- Problem description
Copy the listing from the line containing "the blue stripe" through the end of the listing, requests included, and offset every point coordinate in the answers by adding 88 to each number.

━━━ Data supplied

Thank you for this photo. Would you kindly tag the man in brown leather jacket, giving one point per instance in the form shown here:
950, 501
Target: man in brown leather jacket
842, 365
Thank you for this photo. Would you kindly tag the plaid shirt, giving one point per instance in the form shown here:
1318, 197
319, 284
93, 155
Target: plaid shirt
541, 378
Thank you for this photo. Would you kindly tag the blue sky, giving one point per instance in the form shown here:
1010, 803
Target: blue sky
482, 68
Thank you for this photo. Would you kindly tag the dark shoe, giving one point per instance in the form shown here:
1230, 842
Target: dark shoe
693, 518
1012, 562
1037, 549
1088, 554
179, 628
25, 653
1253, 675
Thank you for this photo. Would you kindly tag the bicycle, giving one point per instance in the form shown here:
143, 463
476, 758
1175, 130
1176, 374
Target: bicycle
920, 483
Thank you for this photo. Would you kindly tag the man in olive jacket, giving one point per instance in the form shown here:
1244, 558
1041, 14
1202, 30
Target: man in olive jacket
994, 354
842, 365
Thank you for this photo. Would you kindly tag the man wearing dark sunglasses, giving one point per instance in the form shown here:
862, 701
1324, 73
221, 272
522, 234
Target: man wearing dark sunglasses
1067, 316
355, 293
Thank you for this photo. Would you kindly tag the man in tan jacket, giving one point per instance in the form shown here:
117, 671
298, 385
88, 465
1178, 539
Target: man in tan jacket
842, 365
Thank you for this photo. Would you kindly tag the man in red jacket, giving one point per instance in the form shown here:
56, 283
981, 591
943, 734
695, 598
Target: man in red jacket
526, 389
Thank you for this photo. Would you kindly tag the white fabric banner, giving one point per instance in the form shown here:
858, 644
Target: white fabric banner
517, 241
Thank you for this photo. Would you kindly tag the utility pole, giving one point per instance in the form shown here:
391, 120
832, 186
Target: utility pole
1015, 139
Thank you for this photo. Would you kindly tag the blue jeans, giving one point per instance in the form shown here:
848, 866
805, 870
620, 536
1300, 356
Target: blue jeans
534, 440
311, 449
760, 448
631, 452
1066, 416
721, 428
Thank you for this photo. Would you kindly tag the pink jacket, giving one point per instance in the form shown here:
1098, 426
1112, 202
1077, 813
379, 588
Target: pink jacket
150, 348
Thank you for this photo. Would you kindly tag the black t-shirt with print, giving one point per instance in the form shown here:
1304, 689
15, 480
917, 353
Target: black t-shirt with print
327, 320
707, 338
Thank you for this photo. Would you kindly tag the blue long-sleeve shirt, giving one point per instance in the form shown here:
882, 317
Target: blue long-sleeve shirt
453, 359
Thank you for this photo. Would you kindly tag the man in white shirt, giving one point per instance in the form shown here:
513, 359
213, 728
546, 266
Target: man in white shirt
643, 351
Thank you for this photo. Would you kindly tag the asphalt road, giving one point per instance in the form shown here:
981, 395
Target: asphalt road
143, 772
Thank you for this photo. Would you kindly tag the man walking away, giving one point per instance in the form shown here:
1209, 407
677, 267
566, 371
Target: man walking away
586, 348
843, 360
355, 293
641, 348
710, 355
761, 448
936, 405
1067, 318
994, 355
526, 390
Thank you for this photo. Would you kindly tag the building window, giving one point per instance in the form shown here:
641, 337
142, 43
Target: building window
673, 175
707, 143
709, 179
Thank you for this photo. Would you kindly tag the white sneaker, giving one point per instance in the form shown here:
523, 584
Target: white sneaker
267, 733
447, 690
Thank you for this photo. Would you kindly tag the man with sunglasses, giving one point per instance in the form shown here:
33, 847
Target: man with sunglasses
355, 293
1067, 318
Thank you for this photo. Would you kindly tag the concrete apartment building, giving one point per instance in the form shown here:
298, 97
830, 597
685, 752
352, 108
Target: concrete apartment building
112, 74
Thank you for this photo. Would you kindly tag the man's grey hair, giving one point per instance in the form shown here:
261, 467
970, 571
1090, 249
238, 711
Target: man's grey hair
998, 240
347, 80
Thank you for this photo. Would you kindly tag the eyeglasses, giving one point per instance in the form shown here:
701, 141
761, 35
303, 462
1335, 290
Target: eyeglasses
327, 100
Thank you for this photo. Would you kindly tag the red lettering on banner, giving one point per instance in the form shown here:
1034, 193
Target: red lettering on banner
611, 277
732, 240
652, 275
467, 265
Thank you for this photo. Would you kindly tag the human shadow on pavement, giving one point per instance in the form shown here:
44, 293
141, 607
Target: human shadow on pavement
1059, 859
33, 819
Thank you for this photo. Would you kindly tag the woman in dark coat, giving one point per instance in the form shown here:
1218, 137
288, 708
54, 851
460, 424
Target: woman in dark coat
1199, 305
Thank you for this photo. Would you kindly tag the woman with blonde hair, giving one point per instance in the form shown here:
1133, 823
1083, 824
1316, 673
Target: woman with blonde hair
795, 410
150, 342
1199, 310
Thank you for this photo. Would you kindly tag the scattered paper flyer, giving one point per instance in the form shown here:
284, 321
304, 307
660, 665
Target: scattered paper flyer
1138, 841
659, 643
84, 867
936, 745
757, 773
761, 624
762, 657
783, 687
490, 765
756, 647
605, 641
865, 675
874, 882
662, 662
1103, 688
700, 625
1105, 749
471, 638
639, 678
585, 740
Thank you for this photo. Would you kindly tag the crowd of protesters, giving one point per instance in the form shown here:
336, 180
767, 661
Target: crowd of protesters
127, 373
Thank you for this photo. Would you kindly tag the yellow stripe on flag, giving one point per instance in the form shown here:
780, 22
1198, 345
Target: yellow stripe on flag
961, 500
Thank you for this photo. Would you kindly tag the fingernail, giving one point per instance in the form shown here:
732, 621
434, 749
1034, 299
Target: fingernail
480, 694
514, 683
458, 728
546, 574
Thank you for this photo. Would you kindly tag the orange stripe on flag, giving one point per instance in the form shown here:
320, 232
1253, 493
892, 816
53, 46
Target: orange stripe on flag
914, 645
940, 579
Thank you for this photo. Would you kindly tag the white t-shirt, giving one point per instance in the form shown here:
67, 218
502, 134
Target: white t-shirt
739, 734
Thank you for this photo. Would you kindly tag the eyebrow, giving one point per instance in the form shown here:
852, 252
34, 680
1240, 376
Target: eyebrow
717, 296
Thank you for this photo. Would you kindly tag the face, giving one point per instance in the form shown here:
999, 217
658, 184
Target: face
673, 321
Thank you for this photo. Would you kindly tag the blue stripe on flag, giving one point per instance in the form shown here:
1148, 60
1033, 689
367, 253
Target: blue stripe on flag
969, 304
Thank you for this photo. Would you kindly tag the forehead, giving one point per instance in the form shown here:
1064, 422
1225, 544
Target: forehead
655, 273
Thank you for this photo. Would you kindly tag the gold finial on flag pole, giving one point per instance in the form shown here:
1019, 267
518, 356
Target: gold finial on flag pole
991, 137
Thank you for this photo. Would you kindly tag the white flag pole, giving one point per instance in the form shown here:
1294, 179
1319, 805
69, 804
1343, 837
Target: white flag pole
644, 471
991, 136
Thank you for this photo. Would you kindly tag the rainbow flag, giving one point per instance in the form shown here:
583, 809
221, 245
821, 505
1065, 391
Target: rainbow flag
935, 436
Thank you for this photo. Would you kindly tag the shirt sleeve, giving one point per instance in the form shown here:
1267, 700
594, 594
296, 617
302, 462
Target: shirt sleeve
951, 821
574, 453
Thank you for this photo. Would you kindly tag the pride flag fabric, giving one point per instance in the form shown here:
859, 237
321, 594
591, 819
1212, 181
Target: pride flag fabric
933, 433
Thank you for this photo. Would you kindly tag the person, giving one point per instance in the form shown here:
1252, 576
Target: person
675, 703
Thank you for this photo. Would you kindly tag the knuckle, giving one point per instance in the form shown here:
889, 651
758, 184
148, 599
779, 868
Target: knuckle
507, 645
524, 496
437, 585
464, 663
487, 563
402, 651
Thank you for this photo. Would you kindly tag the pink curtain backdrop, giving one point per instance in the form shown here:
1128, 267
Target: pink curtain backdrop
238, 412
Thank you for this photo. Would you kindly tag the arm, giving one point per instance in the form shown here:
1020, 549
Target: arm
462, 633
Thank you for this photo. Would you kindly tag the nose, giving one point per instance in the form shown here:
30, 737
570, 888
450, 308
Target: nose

━━━━━━

- Solution below
Thank you for this photo. Would you kindly tag the blue stripe on flag, giving one point per instance in the form shown here:
1148, 60
1033, 689
367, 253
Target: blue stripe on flag
1057, 392
Thank you for this photo. Would you kindly tag the forehead, giving one point per instance in the form shown here:
1064, 422
1225, 544
Target: forehead
743, 361
Thank you for this photo. Would you kindly tag the gold finial on flag pole, giving one point per instance in the form shown here:
1019, 267
518, 356
Target: gold finial on flag pole
1079, 225
Thank you for this photo. Would you kindly tag the white flag pole, giving one point per instance in the form shown here:
1294, 179
1319, 805
69, 804
1343, 837
Target: white flag pole
732, 559
1079, 224
Thank you for this photo. Would you kindly tag the rainbow flag, giving one point per instance in the form shown here:
583, 809
221, 245
821, 505
1065, 391
Target: rainbow flag
1023, 524
Thank you for this photo. Would you kindly tag the shirt sleeve, giving one point per instance in the form shown here:
1267, 700
594, 594
296, 617
302, 462
Target: shirt sleeve
1039, 909
662, 541
Thank you for this photo. Would you kindly tag the pride flag fabric, giving one point per instance in the form shown here:
859, 237
321, 594
591, 819
1212, 181
Target: pride flag fabric
1021, 521
Thank you for this photo. Would you kindly tag the person, giving one point per instance in the form shown here:
1252, 576
Target: person
763, 791
Thank you for this photo. Would you kindly tag the knuckle, giving one point per instance in the form shown here:
889, 651
758, 184
148, 599
779, 868
Target: knuckle
595, 733
612, 584
525, 673
552, 751
575, 651
490, 739
Thank you for this photo. Would you kindly tag the pink curtain backdrop, giving one point per instance in the form shown here:
1128, 267
Target: pink curtain backdrop
326, 500
Thank you for this photo. Would you kindly tag the arm, giving one point per instance in the form shown here:
1020, 549
Target: arm
550, 721
Thank you for this photo. Would you kindly tag the nose, giving one point per instance in the form shown here:
30, 737
570, 888
450, 308
Target: nose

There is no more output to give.